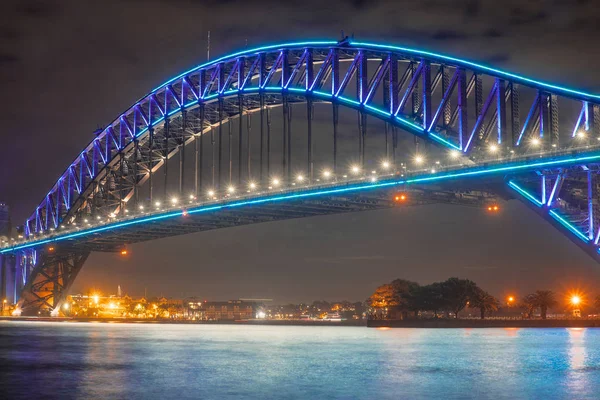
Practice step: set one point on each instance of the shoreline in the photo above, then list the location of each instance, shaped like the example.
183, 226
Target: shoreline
386, 324
360, 323
487, 323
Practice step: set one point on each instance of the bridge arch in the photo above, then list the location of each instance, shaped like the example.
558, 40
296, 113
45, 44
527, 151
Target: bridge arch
471, 111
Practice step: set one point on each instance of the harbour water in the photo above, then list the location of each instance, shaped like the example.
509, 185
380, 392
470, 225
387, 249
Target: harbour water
146, 361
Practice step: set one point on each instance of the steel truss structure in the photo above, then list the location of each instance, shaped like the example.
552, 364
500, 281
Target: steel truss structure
227, 125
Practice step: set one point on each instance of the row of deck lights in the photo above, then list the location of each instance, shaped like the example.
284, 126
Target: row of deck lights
276, 184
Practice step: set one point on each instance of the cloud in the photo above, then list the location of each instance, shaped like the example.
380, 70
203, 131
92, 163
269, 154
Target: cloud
339, 260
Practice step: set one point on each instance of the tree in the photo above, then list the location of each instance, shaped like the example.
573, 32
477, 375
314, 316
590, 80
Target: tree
545, 299
457, 293
383, 297
485, 302
529, 303
427, 298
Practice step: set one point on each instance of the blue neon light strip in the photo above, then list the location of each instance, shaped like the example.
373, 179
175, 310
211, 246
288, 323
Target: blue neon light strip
246, 52
197, 210
569, 226
525, 193
379, 47
477, 66
427, 178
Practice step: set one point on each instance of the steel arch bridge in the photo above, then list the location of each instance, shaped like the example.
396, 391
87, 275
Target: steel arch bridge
375, 126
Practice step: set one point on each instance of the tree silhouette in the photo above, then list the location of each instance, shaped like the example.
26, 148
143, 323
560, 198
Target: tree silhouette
544, 300
485, 302
457, 293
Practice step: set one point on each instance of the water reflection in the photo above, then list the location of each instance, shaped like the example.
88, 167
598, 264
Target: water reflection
139, 361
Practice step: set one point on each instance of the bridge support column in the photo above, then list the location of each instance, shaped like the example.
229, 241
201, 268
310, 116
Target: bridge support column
2, 278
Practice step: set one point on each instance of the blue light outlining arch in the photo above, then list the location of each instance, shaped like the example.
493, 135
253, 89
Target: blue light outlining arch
347, 102
344, 187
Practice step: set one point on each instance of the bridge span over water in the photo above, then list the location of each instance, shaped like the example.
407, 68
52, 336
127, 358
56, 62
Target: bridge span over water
311, 128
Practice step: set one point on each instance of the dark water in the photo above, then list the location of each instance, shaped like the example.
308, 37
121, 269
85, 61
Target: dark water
141, 361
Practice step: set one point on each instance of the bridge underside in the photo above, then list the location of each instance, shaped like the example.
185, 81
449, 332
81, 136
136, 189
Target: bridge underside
59, 263
373, 120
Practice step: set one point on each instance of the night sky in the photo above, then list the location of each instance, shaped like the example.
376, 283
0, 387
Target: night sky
69, 67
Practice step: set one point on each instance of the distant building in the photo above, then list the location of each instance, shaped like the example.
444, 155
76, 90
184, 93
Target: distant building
231, 310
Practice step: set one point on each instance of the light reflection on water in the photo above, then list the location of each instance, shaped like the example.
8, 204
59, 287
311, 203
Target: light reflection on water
142, 361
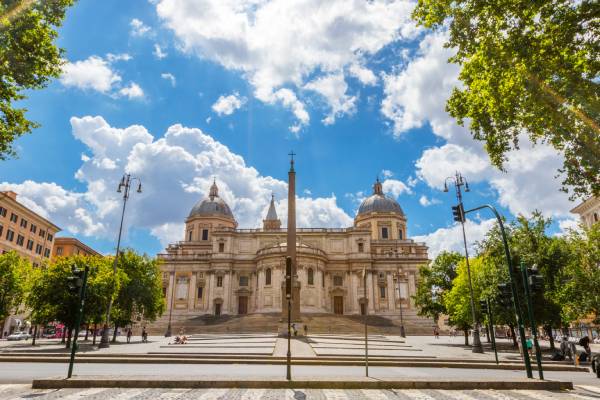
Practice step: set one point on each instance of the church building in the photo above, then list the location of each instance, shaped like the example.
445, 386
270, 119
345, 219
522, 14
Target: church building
219, 269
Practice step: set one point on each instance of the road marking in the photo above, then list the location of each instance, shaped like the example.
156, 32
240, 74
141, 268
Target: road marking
83, 394
373, 394
335, 394
416, 394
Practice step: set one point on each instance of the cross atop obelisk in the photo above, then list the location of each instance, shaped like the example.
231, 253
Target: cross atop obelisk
291, 239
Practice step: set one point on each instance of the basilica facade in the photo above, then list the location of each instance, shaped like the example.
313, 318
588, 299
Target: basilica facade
219, 269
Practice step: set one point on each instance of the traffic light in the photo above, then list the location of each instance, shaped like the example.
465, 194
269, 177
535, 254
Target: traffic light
483, 307
535, 280
505, 298
459, 213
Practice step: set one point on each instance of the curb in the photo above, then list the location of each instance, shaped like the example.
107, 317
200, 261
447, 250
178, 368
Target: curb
153, 383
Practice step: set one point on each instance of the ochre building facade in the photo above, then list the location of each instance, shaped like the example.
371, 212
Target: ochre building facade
219, 269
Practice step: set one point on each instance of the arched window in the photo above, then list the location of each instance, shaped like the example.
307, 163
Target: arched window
268, 276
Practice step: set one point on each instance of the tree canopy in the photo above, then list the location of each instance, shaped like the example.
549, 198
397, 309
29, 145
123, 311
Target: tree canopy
29, 58
528, 69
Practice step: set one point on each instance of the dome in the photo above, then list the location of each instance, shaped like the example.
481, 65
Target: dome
213, 205
379, 202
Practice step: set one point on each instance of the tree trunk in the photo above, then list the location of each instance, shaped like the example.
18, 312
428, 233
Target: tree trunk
69, 333
115, 333
513, 335
548, 330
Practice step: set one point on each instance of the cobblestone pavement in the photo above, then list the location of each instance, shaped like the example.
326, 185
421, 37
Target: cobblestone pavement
20, 391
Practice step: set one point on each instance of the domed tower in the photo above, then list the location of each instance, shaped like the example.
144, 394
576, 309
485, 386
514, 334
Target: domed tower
382, 215
207, 215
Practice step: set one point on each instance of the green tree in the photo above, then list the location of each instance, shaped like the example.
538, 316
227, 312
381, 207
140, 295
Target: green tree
528, 68
14, 271
141, 292
579, 283
29, 58
435, 280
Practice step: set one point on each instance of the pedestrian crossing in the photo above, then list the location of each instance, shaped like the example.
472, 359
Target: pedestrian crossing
24, 391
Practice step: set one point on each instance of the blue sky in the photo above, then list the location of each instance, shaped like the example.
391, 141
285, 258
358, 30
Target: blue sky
353, 87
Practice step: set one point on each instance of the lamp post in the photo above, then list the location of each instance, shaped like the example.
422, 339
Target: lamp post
400, 298
459, 181
124, 187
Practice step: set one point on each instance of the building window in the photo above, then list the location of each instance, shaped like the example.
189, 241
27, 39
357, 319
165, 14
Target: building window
384, 233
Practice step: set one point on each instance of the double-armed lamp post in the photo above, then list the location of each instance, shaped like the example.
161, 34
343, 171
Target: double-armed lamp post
124, 187
459, 182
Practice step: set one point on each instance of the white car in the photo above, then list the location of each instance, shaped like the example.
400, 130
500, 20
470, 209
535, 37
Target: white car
19, 336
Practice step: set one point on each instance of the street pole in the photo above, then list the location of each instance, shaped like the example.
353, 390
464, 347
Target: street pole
80, 305
492, 332
458, 182
124, 184
532, 324
288, 295
513, 285
365, 319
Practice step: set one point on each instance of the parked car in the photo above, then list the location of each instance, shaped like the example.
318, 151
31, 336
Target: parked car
19, 336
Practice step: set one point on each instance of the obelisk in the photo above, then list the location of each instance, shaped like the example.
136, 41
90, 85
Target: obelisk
291, 239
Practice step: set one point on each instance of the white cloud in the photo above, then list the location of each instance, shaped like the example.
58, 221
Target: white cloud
395, 187
138, 28
450, 239
93, 73
333, 88
158, 52
133, 91
182, 162
264, 41
425, 202
226, 105
170, 77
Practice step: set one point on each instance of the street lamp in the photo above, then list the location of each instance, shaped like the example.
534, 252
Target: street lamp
459, 181
400, 298
124, 187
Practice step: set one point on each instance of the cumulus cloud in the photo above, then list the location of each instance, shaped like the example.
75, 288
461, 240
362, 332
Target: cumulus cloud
226, 105
138, 28
169, 77
93, 73
264, 41
450, 239
181, 163
133, 91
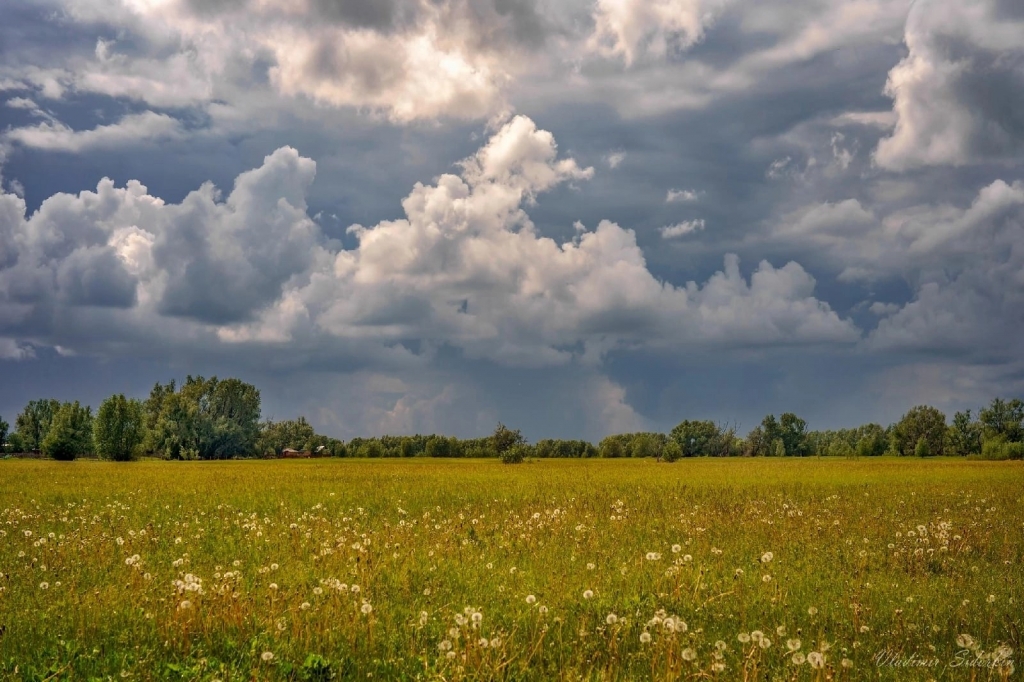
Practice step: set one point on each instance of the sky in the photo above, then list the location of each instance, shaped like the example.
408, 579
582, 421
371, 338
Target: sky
574, 217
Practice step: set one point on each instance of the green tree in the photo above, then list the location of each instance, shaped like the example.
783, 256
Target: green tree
1004, 420
71, 432
611, 446
503, 438
646, 444
275, 436
964, 435
515, 455
672, 452
119, 428
704, 438
921, 422
15, 443
438, 446
34, 422
206, 418
841, 448
794, 434
371, 448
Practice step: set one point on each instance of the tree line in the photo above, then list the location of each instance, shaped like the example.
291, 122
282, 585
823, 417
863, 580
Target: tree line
210, 419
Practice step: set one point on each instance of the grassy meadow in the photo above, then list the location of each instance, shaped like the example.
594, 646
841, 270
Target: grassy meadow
610, 569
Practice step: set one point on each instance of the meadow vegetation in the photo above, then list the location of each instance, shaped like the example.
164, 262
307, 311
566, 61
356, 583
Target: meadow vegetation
891, 568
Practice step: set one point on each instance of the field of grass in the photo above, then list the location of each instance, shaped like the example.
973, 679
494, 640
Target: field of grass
728, 569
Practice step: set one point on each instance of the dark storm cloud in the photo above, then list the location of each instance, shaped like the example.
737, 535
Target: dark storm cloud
899, 208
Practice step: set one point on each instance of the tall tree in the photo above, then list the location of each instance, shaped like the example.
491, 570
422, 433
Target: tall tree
206, 419
923, 422
119, 428
70, 434
702, 438
505, 438
794, 434
1004, 420
964, 435
34, 422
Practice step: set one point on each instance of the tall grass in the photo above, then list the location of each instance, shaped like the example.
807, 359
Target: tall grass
726, 569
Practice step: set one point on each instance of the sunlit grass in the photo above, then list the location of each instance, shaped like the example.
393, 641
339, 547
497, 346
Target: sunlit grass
471, 569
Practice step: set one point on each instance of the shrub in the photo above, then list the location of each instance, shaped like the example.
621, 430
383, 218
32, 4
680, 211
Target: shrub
515, 455
71, 432
119, 428
996, 449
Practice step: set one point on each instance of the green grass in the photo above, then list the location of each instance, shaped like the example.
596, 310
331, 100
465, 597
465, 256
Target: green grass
430, 543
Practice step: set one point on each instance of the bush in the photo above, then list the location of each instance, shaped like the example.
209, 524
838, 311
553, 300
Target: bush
71, 432
515, 455
119, 429
996, 449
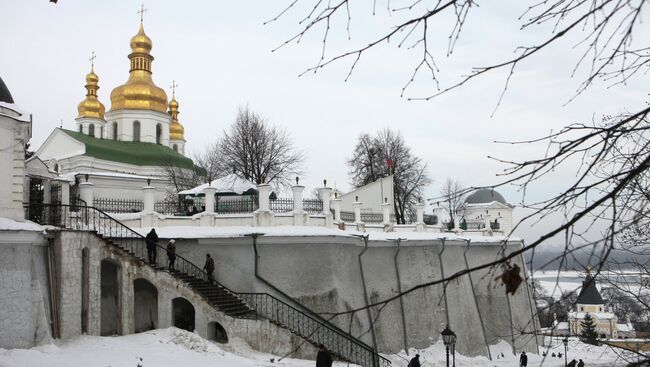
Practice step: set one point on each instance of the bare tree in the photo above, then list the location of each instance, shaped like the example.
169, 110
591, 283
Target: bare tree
387, 154
259, 152
453, 196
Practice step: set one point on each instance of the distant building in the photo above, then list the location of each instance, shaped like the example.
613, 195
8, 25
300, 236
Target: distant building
591, 302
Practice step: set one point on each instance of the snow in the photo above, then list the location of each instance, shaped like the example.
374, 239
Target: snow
7, 224
170, 347
305, 231
174, 347
227, 184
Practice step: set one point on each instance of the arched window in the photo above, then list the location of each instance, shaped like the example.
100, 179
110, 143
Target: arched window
158, 133
136, 130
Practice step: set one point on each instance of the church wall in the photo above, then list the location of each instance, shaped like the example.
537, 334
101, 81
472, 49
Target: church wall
324, 274
24, 290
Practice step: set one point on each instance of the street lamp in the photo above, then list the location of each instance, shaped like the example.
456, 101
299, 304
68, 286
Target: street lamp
449, 338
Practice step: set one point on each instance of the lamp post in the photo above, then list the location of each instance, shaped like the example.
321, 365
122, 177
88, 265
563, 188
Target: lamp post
449, 338
565, 341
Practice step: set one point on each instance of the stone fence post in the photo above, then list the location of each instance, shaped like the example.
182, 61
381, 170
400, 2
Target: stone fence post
297, 198
148, 200
86, 192
209, 198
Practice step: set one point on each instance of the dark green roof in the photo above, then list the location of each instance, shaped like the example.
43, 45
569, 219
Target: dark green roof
136, 153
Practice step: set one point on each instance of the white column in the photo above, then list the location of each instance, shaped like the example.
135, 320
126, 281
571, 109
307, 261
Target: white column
385, 208
297, 198
419, 213
264, 191
336, 205
325, 194
357, 211
209, 198
86, 192
148, 198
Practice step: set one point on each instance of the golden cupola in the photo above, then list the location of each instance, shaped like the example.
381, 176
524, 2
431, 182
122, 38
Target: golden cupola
176, 130
91, 106
139, 92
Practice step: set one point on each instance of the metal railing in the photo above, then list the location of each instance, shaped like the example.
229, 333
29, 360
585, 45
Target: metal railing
312, 206
118, 205
308, 326
235, 204
281, 205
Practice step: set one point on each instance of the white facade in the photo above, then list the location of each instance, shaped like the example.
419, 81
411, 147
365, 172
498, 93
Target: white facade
153, 126
15, 132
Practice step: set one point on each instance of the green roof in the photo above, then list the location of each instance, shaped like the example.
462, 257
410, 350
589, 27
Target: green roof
131, 152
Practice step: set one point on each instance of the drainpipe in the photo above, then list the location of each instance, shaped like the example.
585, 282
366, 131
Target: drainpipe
365, 292
478, 310
442, 275
533, 314
401, 299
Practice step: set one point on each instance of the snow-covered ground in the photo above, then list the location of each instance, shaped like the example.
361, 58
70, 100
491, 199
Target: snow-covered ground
175, 347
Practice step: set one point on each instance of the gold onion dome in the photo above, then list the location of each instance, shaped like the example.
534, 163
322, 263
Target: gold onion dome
176, 130
91, 106
139, 92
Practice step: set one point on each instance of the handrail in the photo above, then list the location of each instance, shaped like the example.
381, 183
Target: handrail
307, 326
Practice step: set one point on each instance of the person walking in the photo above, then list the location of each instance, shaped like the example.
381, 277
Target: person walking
152, 243
209, 267
171, 254
523, 360
323, 358
415, 361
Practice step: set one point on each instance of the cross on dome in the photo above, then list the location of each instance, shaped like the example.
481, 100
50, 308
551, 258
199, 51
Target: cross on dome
141, 12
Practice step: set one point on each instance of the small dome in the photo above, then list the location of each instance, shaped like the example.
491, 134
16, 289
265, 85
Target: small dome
5, 95
483, 196
141, 42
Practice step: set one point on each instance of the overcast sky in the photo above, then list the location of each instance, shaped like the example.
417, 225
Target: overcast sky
219, 52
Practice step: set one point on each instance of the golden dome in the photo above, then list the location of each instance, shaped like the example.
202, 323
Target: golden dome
139, 91
91, 106
176, 130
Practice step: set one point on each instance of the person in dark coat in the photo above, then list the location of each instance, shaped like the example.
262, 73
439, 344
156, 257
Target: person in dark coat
171, 254
152, 243
323, 358
415, 361
209, 267
523, 360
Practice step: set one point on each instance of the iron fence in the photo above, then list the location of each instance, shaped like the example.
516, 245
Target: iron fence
236, 204
281, 205
118, 205
312, 206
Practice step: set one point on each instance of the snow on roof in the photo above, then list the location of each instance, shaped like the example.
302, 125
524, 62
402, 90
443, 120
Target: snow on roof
227, 184
7, 224
304, 231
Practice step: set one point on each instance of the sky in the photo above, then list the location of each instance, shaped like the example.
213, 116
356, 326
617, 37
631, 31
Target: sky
220, 55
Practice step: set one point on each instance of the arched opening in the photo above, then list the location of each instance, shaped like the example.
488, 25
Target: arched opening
136, 130
217, 333
183, 314
145, 310
158, 133
85, 259
110, 298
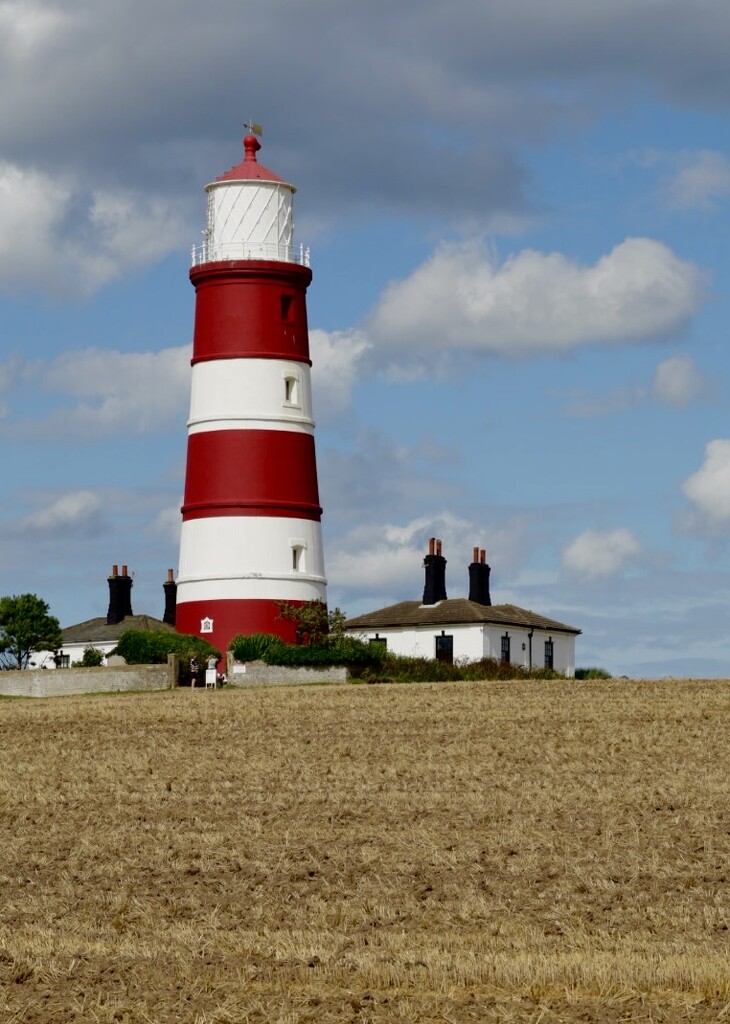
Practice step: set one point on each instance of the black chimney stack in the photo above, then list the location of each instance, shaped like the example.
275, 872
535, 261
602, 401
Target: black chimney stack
435, 565
120, 596
479, 578
170, 588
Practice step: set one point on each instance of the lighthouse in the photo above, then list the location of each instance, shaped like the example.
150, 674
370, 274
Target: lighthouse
251, 535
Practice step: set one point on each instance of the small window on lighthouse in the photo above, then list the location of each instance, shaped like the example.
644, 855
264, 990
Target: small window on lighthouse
297, 557
291, 391
286, 301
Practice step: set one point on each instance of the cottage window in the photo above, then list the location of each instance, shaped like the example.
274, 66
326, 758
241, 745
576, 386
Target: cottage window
444, 648
506, 648
549, 653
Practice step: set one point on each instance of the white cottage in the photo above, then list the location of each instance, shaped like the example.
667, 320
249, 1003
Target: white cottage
102, 633
468, 629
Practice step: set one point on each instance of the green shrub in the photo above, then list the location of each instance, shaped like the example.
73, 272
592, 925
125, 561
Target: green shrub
153, 646
253, 647
593, 673
91, 658
339, 650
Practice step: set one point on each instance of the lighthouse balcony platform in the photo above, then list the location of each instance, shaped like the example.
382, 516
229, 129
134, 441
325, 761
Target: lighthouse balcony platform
278, 252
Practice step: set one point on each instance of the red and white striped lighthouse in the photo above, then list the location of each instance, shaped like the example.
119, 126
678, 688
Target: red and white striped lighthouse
251, 517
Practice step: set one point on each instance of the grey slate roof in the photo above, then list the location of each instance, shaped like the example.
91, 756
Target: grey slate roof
98, 631
452, 612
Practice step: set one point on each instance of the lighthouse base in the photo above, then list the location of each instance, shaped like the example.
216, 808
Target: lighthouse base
218, 622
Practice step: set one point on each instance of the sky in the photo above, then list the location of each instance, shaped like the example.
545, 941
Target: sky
518, 216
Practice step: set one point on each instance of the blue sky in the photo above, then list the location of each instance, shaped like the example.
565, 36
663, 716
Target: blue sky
518, 217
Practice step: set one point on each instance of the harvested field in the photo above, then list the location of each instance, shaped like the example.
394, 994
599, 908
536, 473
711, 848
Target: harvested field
455, 852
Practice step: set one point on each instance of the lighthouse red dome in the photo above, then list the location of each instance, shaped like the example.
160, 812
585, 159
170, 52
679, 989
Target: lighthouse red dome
249, 168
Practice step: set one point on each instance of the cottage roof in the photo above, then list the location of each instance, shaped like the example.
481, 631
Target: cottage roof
99, 631
453, 612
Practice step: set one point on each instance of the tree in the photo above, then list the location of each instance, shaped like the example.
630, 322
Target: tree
25, 627
313, 623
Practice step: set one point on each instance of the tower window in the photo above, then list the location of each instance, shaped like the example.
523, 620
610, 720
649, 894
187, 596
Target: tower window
291, 391
297, 557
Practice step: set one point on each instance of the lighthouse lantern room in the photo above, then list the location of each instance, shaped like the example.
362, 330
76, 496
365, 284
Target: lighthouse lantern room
251, 535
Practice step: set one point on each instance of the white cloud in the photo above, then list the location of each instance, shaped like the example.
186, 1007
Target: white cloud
600, 553
73, 512
709, 488
336, 359
70, 240
138, 393
702, 178
678, 382
463, 298
130, 393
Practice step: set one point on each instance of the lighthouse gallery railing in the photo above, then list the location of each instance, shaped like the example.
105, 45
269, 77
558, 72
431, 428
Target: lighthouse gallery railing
206, 253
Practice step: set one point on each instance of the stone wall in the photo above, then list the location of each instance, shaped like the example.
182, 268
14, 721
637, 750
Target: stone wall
63, 682
260, 674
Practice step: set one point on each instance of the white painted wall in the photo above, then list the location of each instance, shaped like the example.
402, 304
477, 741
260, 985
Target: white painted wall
248, 551
474, 641
250, 394
44, 658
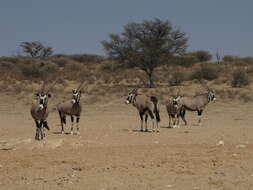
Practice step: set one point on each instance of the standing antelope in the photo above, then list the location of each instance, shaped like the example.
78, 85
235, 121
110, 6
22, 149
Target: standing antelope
39, 112
196, 103
71, 107
146, 106
173, 108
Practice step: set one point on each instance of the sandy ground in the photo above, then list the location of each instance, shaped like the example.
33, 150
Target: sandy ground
112, 154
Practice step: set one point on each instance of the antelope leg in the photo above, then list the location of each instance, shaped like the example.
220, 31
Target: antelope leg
72, 125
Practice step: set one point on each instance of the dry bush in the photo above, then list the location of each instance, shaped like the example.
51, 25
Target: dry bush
177, 77
205, 72
240, 78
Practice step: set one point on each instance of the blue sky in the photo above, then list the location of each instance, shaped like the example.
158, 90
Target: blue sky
78, 26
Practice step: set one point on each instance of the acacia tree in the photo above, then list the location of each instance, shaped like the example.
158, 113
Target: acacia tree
146, 45
36, 49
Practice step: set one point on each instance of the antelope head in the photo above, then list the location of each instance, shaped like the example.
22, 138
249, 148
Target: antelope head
76, 93
131, 96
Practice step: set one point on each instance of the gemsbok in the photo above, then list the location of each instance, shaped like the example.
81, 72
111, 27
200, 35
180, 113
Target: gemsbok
147, 106
39, 111
72, 108
173, 109
196, 103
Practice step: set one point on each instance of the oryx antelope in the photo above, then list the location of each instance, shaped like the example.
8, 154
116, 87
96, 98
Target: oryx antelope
39, 111
147, 106
173, 107
196, 103
73, 108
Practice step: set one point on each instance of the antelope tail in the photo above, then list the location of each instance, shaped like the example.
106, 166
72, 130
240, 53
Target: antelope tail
156, 110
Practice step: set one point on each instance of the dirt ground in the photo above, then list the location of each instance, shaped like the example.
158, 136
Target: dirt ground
112, 154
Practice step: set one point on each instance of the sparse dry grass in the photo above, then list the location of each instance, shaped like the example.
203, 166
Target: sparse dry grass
22, 76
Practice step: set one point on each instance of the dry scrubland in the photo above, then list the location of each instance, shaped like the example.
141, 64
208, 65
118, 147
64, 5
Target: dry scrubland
111, 153
22, 76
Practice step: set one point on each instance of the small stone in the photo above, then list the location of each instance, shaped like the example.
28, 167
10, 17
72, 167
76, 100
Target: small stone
240, 146
220, 143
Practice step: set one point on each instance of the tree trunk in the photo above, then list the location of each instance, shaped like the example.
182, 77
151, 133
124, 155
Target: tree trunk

——

_Your goal_
Respond with the exact lines above running from the one containing "Practice step: set one point on each instance of the sunlit" to the one containing "Practice step: set one point on each instance of the bare", both ends kept and no pictures included.

_Output of the exercise_
Practice step: set one point on each instance of the sunlit grass in the photo above, then list the location of each instance, shaped like the example.
393, 641
339, 547
497, 346
Target: sunlit grass
471, 569
Practice step: set one point on each instance of the shrub in the photo above, then list the location of each instance, shaped like the example.
621, 430
383, 218
32, 4
680, 211
Target: shrub
515, 455
71, 432
119, 428
996, 449
Practice step: set one point on each instance of the green grass in the photo above, then list the location of each instance, shaped like the example.
596, 310
331, 100
465, 597
465, 256
Target: green grass
430, 543
Practice step: set one point on each instance of the bush in the photo above, then list the location of each instance, shaped like the example.
209, 524
838, 311
553, 300
Target: bush
71, 432
515, 455
119, 429
996, 449
Practice step: set one point on each instance of the bare tree in the photo above, then list the location of each instance, shaped like the example.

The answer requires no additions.